Data records>
_ _ _ _
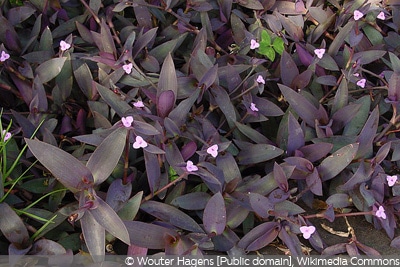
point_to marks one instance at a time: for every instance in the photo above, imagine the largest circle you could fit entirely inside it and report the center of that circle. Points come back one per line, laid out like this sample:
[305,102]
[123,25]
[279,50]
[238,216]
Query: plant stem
[150,196]
[360,213]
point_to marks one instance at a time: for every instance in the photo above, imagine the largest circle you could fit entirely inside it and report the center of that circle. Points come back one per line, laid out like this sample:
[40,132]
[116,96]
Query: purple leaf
[214,215]
[50,69]
[260,236]
[288,69]
[260,205]
[395,243]
[280,177]
[367,250]
[118,194]
[153,171]
[65,167]
[94,235]
[306,110]
[106,156]
[256,153]
[314,183]
[143,40]
[315,152]
[165,103]
[338,161]
[334,249]
[363,174]
[236,213]
[339,200]
[192,201]
[288,207]
[295,135]
[147,235]
[344,116]
[224,103]
[300,163]
[278,195]
[266,107]
[172,215]
[47,247]
[180,113]
[188,150]
[367,135]
[115,101]
[12,227]
[291,241]
[209,77]
[167,80]
[109,220]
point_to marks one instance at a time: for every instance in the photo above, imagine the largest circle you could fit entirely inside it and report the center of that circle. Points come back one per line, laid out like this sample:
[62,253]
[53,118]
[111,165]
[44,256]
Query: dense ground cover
[195,127]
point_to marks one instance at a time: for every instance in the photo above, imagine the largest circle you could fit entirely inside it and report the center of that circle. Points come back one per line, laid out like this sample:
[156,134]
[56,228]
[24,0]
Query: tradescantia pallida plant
[95,215]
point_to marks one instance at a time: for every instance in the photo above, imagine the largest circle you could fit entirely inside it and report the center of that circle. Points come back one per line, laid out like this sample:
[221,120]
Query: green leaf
[12,226]
[104,159]
[107,218]
[257,153]
[94,235]
[171,215]
[265,39]
[65,167]
[50,69]
[278,45]
[214,215]
[267,51]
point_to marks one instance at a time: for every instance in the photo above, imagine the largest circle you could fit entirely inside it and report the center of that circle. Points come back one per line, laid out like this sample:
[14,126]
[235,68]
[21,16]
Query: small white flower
[307,231]
[213,150]
[6,135]
[357,14]
[381,16]
[127,68]
[254,44]
[4,56]
[64,45]
[190,167]
[253,107]
[260,79]
[380,213]
[139,142]
[127,121]
[319,52]
[391,180]
[361,83]
[138,104]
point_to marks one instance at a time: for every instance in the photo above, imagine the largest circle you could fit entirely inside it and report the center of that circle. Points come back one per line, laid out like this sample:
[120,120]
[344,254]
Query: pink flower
[6,135]
[64,45]
[380,213]
[4,56]
[381,16]
[254,44]
[138,104]
[190,167]
[391,180]
[127,121]
[139,142]
[307,231]
[253,107]
[361,83]
[127,68]
[319,52]
[357,14]
[213,150]
[260,79]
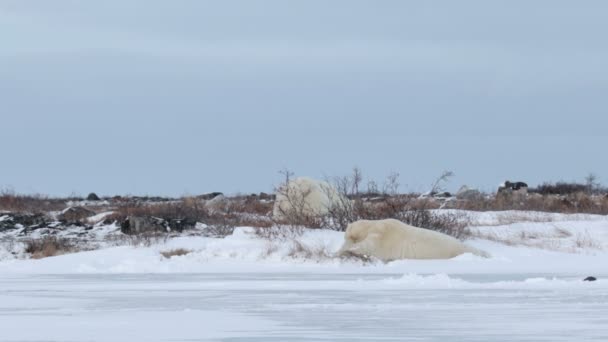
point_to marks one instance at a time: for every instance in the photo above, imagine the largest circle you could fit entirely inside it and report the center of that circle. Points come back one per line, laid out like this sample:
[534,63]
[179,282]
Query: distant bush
[175,252]
[559,188]
[49,246]
[375,204]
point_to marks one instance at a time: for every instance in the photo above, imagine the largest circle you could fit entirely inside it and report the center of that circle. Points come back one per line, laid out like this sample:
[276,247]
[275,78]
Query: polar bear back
[392,239]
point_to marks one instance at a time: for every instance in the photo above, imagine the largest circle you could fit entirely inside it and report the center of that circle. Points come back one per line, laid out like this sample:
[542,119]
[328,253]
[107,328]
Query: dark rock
[93,197]
[444,194]
[468,194]
[513,186]
[14,221]
[210,195]
[266,197]
[75,215]
[135,225]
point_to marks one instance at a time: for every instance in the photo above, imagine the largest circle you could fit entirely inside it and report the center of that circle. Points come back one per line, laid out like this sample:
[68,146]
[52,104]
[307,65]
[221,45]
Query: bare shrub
[298,249]
[175,252]
[450,223]
[281,233]
[585,241]
[48,246]
[147,239]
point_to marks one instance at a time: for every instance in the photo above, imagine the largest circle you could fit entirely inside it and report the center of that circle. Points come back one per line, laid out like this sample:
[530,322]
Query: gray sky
[185,97]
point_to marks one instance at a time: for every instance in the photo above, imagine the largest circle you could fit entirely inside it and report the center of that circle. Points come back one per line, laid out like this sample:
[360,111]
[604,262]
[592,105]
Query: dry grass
[175,252]
[49,246]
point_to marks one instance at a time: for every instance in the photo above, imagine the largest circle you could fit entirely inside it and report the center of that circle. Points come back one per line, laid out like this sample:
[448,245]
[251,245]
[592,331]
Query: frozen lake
[301,307]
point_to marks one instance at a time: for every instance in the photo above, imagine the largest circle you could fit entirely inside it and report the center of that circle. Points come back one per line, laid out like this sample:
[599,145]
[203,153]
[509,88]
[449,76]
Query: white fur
[307,196]
[392,239]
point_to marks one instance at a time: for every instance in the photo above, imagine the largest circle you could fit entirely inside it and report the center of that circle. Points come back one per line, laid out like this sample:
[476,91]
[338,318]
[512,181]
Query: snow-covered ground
[244,287]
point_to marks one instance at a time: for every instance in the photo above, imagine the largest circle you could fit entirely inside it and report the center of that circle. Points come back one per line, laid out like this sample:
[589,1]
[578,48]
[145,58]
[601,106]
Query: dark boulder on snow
[468,194]
[513,188]
[210,196]
[93,197]
[75,215]
[19,220]
[135,225]
[266,197]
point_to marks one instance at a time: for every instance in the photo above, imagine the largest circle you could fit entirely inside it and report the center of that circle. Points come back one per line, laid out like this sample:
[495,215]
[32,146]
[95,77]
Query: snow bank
[565,245]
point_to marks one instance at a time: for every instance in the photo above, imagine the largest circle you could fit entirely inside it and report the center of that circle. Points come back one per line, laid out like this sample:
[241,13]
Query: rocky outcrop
[135,225]
[19,220]
[75,215]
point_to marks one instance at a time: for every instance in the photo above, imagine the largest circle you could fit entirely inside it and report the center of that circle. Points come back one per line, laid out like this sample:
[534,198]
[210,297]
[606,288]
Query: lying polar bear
[392,239]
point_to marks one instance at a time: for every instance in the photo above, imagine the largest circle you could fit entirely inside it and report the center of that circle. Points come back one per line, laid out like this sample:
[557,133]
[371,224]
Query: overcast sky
[186,97]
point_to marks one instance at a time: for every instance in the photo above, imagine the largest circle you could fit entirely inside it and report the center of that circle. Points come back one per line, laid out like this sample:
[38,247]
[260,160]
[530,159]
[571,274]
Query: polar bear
[392,239]
[306,196]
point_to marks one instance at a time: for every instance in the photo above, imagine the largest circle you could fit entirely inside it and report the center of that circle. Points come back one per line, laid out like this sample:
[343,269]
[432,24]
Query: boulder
[513,187]
[468,194]
[210,196]
[93,197]
[19,220]
[135,225]
[75,215]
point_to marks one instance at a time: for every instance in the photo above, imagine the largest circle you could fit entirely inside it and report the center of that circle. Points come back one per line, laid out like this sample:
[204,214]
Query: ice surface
[301,307]
[243,287]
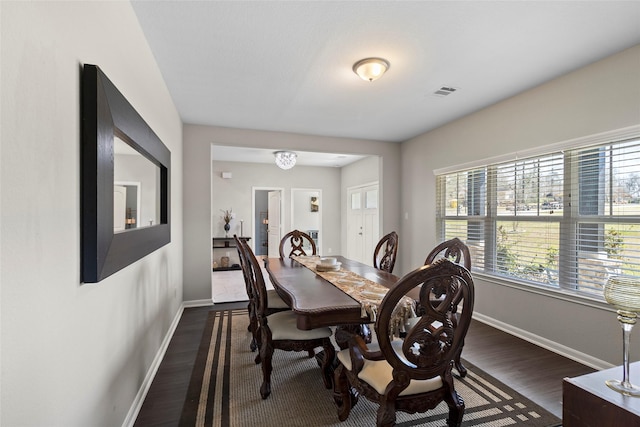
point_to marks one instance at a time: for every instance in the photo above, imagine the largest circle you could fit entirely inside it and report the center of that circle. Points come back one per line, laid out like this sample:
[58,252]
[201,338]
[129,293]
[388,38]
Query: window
[567,219]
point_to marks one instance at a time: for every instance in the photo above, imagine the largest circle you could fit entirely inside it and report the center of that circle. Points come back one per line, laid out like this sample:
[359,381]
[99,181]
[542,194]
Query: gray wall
[602,97]
[74,354]
[198,189]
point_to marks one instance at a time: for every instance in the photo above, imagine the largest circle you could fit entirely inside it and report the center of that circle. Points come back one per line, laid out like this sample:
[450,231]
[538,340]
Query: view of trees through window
[569,219]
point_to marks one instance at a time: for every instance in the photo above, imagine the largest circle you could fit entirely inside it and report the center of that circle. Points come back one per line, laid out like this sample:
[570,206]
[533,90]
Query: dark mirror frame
[106,112]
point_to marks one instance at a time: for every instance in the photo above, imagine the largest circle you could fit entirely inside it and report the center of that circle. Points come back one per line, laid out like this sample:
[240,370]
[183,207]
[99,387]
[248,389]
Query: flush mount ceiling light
[285,159]
[371,69]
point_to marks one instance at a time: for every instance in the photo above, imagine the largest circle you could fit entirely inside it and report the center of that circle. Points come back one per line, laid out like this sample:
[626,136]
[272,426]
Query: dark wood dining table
[314,300]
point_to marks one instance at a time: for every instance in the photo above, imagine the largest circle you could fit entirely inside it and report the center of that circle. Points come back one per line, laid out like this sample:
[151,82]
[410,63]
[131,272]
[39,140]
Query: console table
[226,243]
[587,401]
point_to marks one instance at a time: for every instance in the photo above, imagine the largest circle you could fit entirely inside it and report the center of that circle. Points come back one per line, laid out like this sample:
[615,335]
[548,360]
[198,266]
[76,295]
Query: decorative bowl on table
[328,264]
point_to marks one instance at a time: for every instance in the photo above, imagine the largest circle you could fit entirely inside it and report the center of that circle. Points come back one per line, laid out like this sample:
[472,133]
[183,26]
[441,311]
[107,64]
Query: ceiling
[287,65]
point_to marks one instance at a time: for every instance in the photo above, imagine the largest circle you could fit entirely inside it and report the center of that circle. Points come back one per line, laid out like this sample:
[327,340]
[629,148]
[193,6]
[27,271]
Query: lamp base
[627,389]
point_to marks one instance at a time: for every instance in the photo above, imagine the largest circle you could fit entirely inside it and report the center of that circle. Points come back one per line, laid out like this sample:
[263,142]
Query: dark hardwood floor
[531,370]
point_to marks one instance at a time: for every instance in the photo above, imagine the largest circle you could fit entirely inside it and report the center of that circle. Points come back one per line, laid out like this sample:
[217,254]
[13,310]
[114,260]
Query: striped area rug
[225,390]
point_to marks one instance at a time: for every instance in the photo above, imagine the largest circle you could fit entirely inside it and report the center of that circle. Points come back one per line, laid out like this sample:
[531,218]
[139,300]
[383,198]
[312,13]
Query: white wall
[601,97]
[74,354]
[198,188]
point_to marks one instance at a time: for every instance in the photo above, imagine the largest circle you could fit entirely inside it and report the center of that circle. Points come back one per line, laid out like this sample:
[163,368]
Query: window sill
[547,291]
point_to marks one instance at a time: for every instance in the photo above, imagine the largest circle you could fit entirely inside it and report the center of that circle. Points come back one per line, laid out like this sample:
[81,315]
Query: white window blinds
[566,219]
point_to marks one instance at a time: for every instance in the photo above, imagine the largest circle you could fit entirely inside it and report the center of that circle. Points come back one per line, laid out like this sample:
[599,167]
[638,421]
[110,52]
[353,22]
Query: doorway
[267,219]
[306,213]
[363,229]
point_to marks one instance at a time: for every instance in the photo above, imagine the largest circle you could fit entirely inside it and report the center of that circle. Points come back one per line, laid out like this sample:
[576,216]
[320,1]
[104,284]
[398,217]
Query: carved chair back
[433,341]
[384,256]
[293,243]
[456,251]
[426,352]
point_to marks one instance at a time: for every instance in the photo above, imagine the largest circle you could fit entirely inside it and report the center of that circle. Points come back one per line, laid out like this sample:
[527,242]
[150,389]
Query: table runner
[367,293]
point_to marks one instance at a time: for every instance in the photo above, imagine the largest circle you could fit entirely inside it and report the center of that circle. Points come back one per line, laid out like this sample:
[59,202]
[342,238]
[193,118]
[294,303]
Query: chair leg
[386,416]
[455,403]
[342,393]
[266,354]
[258,340]
[462,371]
[327,363]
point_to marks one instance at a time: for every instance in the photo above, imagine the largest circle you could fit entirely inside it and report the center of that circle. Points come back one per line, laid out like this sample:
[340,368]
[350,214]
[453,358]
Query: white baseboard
[197,303]
[553,346]
[153,369]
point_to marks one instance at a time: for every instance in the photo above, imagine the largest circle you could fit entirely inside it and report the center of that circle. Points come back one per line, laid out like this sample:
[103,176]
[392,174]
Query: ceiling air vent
[444,91]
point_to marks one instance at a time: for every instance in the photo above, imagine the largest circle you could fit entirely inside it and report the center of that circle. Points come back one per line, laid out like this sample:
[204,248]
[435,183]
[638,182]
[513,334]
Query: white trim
[130,419]
[197,303]
[599,138]
[553,346]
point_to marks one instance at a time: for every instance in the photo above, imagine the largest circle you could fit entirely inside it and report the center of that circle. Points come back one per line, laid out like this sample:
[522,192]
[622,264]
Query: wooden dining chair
[456,251]
[384,256]
[279,331]
[275,303]
[294,242]
[414,373]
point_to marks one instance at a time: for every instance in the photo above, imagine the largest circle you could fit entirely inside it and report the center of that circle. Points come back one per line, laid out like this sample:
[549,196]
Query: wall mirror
[110,125]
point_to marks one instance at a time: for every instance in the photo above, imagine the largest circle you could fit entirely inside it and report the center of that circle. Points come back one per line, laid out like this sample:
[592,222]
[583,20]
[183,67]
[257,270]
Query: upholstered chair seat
[410,372]
[279,331]
[379,373]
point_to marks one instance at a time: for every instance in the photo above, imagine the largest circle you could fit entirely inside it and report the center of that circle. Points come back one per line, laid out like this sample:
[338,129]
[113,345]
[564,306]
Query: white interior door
[119,207]
[274,230]
[362,223]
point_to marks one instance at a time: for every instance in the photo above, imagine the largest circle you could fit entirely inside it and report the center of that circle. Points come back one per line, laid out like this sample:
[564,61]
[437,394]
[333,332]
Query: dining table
[317,302]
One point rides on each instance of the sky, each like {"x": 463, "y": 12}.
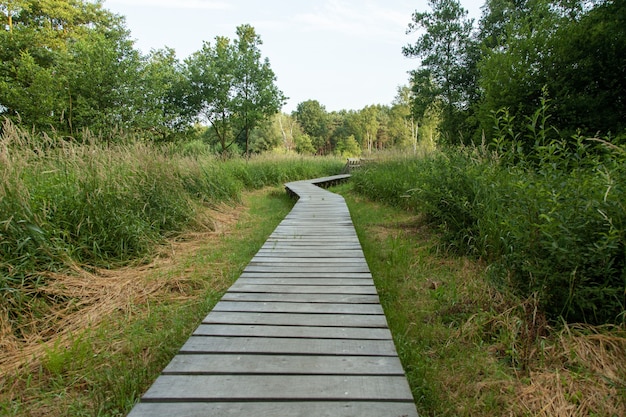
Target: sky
{"x": 346, "y": 54}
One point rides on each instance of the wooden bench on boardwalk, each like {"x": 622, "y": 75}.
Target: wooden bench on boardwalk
{"x": 300, "y": 333}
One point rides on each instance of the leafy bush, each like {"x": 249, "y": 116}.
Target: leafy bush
{"x": 553, "y": 225}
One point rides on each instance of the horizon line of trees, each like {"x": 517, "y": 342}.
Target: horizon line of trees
{"x": 572, "y": 52}
{"x": 68, "y": 66}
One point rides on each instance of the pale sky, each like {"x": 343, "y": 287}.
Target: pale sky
{"x": 346, "y": 54}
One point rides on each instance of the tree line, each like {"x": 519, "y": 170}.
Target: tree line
{"x": 69, "y": 65}
{"x": 570, "y": 52}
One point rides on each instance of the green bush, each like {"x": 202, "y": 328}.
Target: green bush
{"x": 554, "y": 226}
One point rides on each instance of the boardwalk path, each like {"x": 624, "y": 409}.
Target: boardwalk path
{"x": 300, "y": 333}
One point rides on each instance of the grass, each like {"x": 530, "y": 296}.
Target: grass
{"x": 103, "y": 366}
{"x": 468, "y": 347}
{"x": 89, "y": 207}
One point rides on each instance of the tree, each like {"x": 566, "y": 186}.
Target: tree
{"x": 66, "y": 65}
{"x": 314, "y": 119}
{"x": 161, "y": 96}
{"x": 257, "y": 96}
{"x": 572, "y": 49}
{"x": 211, "y": 74}
{"x": 446, "y": 74}
{"x": 231, "y": 87}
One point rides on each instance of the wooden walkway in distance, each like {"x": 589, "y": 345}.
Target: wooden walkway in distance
{"x": 300, "y": 333}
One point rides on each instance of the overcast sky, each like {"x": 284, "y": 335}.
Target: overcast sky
{"x": 346, "y": 54}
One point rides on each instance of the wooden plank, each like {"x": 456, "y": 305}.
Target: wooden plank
{"x": 311, "y": 275}
{"x": 303, "y": 332}
{"x": 305, "y": 289}
{"x": 283, "y": 387}
{"x": 297, "y": 319}
{"x": 288, "y": 346}
{"x": 303, "y": 259}
{"x": 303, "y": 281}
{"x": 275, "y": 409}
{"x": 297, "y": 298}
{"x": 281, "y": 307}
{"x": 229, "y": 364}
{"x": 310, "y": 268}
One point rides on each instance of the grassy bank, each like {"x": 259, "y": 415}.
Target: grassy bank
{"x": 128, "y": 322}
{"x": 553, "y": 230}
{"x": 67, "y": 206}
{"x": 468, "y": 346}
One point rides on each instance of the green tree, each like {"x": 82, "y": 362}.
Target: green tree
{"x": 572, "y": 49}
{"x": 161, "y": 96}
{"x": 66, "y": 65}
{"x": 447, "y": 69}
{"x": 211, "y": 74}
{"x": 314, "y": 119}
{"x": 231, "y": 87}
{"x": 257, "y": 97}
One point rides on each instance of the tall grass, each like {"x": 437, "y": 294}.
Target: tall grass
{"x": 64, "y": 203}
{"x": 552, "y": 225}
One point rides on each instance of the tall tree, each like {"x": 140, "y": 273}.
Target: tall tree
{"x": 257, "y": 97}
{"x": 314, "y": 119}
{"x": 444, "y": 50}
{"x": 65, "y": 65}
{"x": 232, "y": 88}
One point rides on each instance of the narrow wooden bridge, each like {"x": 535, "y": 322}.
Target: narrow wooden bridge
{"x": 300, "y": 333}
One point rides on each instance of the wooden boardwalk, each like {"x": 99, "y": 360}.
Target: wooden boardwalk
{"x": 300, "y": 333}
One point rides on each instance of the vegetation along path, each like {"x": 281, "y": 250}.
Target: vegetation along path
{"x": 301, "y": 332}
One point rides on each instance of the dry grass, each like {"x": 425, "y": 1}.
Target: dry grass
{"x": 472, "y": 349}
{"x": 82, "y": 299}
{"x": 584, "y": 375}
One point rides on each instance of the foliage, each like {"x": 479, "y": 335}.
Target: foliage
{"x": 64, "y": 204}
{"x": 573, "y": 50}
{"x": 231, "y": 88}
{"x": 470, "y": 348}
{"x": 552, "y": 224}
{"x": 447, "y": 72}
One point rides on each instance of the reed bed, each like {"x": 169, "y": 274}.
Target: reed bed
{"x": 71, "y": 212}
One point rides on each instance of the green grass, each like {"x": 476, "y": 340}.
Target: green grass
{"x": 104, "y": 369}
{"x": 553, "y": 229}
{"x": 66, "y": 206}
{"x": 467, "y": 347}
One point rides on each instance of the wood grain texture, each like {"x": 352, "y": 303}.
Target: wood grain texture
{"x": 301, "y": 333}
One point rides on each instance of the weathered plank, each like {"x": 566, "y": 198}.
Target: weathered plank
{"x": 297, "y": 319}
{"x": 225, "y": 364}
{"x": 283, "y": 307}
{"x": 297, "y": 298}
{"x": 306, "y": 289}
{"x": 302, "y": 281}
{"x": 275, "y": 409}
{"x": 312, "y": 268}
{"x": 302, "y": 258}
{"x": 301, "y": 332}
{"x": 278, "y": 387}
{"x": 310, "y": 275}
{"x": 288, "y": 346}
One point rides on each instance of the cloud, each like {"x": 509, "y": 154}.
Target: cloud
{"x": 180, "y": 4}
{"x": 357, "y": 18}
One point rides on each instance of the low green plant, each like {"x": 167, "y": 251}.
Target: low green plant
{"x": 67, "y": 205}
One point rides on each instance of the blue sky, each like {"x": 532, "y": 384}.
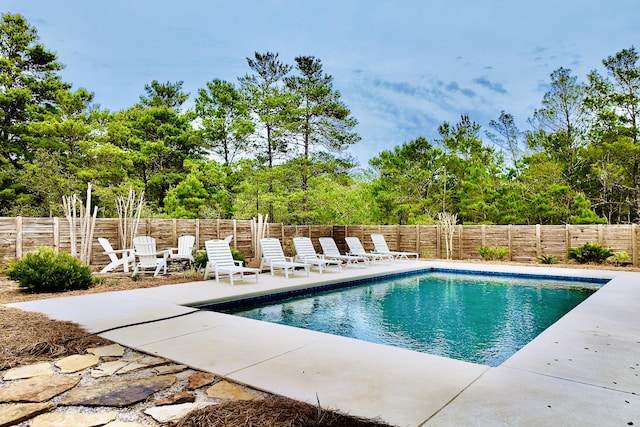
_ _ _ _
Exercise description>
How many lines in the listing above contain the string "mirror", matching case exactly? Reply with the number alone.

Expected answer>
2